§ **PROBLEM TO WORK ON**
Copy all entries exactly.

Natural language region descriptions
========

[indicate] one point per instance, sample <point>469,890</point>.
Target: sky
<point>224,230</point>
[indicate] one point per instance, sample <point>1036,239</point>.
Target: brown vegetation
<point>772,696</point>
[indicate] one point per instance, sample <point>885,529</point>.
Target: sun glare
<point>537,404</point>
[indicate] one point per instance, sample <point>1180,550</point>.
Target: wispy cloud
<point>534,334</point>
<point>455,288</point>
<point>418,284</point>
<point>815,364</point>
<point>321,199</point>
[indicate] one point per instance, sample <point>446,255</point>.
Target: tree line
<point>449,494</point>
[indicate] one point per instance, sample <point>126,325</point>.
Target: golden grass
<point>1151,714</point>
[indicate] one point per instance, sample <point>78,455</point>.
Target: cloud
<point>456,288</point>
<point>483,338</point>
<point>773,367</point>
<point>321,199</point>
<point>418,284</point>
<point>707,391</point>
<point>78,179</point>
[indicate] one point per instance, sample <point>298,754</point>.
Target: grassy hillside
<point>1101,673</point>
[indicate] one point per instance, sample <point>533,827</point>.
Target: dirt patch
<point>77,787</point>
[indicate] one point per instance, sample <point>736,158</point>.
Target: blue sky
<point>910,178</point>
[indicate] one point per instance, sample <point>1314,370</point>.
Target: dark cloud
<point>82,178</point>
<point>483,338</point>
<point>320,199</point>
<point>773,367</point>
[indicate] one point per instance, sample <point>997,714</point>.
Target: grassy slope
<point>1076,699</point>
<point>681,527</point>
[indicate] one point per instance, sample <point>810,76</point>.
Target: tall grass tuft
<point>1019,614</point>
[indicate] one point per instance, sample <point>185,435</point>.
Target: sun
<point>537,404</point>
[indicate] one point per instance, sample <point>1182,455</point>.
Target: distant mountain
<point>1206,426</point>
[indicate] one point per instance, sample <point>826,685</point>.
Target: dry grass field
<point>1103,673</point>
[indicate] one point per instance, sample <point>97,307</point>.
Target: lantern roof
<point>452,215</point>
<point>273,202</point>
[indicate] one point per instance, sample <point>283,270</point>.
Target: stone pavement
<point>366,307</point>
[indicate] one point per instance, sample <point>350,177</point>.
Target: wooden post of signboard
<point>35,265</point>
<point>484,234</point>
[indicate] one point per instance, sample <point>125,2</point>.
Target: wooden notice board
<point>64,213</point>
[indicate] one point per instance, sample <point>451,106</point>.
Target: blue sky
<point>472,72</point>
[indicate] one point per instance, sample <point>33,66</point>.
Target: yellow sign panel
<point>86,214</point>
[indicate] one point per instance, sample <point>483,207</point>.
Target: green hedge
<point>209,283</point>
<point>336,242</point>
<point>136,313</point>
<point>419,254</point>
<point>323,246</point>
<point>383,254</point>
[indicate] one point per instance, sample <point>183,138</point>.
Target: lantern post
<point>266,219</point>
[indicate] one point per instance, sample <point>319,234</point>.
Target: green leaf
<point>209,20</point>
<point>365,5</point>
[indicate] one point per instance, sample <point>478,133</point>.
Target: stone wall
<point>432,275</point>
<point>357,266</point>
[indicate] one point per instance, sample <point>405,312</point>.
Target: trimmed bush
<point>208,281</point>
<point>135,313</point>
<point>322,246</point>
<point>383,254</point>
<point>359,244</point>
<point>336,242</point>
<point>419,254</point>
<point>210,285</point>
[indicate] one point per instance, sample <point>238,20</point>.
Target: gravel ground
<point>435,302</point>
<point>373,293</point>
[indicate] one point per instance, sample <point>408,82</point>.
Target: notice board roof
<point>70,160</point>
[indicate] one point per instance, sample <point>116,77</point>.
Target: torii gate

========

§ **RESPONSE BOX**
[indicate] one point per instance, sample <point>469,890</point>.
Target: sky
<point>224,230</point>
[indicate] one point per instance, sample <point>1036,239</point>.
Target: brown vegetation
<point>772,696</point>
[indicate] one point per instance, sample <point>885,529</point>.
Target: sun glare
<point>537,404</point>
[indicate] one point per instance, sample <point>1180,550</point>.
Target: wispy cloud
<point>534,334</point>
<point>455,288</point>
<point>418,284</point>
<point>815,364</point>
<point>321,199</point>
[indicate] one point per instance, sample <point>446,255</point>.
Target: tree line
<point>449,494</point>
[indicate] one point per instance, sample <point>126,325</point>.
Target: golden grass
<point>1151,714</point>
[indicate] one point per instance, sample <point>78,455</point>.
Target: cloud
<point>456,288</point>
<point>483,338</point>
<point>773,367</point>
<point>321,199</point>
<point>418,284</point>
<point>707,391</point>
<point>78,179</point>
[indicate] one point per instance, sample <point>298,754</point>.
Target: grassy hillside
<point>1101,673</point>
[indicate] one point per instance, sample <point>533,827</point>.
Target: dirt patch
<point>77,787</point>
[indicate] one point per instance, sample <point>736,158</point>.
Target: blue sky
<point>910,178</point>
[indicate] one point per instance, sample <point>1314,370</point>.
Target: dark cloud
<point>82,178</point>
<point>483,338</point>
<point>320,199</point>
<point>773,367</point>
[indicate] one point per instance, sample <point>997,714</point>.
Target: grassy slope
<point>1076,699</point>
<point>681,527</point>
[indicate] one point per instance, sample <point>810,76</point>.
Target: tall grass tuft
<point>1019,614</point>
[indicate] one point per instance, sample <point>185,435</point>.
Target: sun
<point>537,404</point>
[indicate] one point per instance, sample <point>1182,455</point>.
Target: distant mountain
<point>1206,426</point>
[indicate] one point per instance, sample <point>826,685</point>.
Target: dry grass field
<point>1103,673</point>
[indicate] one point per instance, sample <point>97,307</point>.
Target: lantern roof
<point>452,215</point>
<point>273,202</point>
[indicate] one point per instance, sample <point>283,270</point>.
Target: stone pavement
<point>366,307</point>
[indicate] one point per instance, sample <point>350,177</point>.
Target: wooden post of signboard
<point>35,265</point>
<point>484,234</point>
[indicate] one point per instance, sample <point>125,2</point>.
Target: wooden notice board
<point>64,213</point>
[indicate] one point per instance, sample <point>451,106</point>.
Target: blue sky
<point>472,72</point>
[indicate] one point per instance, sample <point>33,66</point>.
Target: yellow sign panel
<point>86,214</point>
[indicate] one point per instance, sample <point>483,207</point>.
Target: green hedge
<point>209,283</point>
<point>336,242</point>
<point>136,313</point>
<point>419,254</point>
<point>323,246</point>
<point>383,254</point>
[indicate] one point per instance, sample <point>183,138</point>.
Target: lantern post
<point>266,219</point>
[indicate] one point per instance, sample <point>319,234</point>.
Target: green leaf
<point>209,20</point>
<point>365,5</point>
[indicate] one point per instance, sample <point>478,133</point>.
Target: stone wall
<point>432,275</point>
<point>357,266</point>
[indicate] one point per instance, sample <point>405,312</point>.
Target: trimmed bush
<point>208,281</point>
<point>135,313</point>
<point>322,246</point>
<point>383,254</point>
<point>359,244</point>
<point>336,242</point>
<point>419,254</point>
<point>210,285</point>
[indicate] one point per instance, sample <point>238,20</point>.
Target: gravel ground
<point>435,302</point>
<point>373,293</point>
[indicate] one point per instance, sample <point>408,82</point>.
Target: notice board roof
<point>70,160</point>
[indicate] one point per instance, sample <point>116,77</point>.
Target: torii gate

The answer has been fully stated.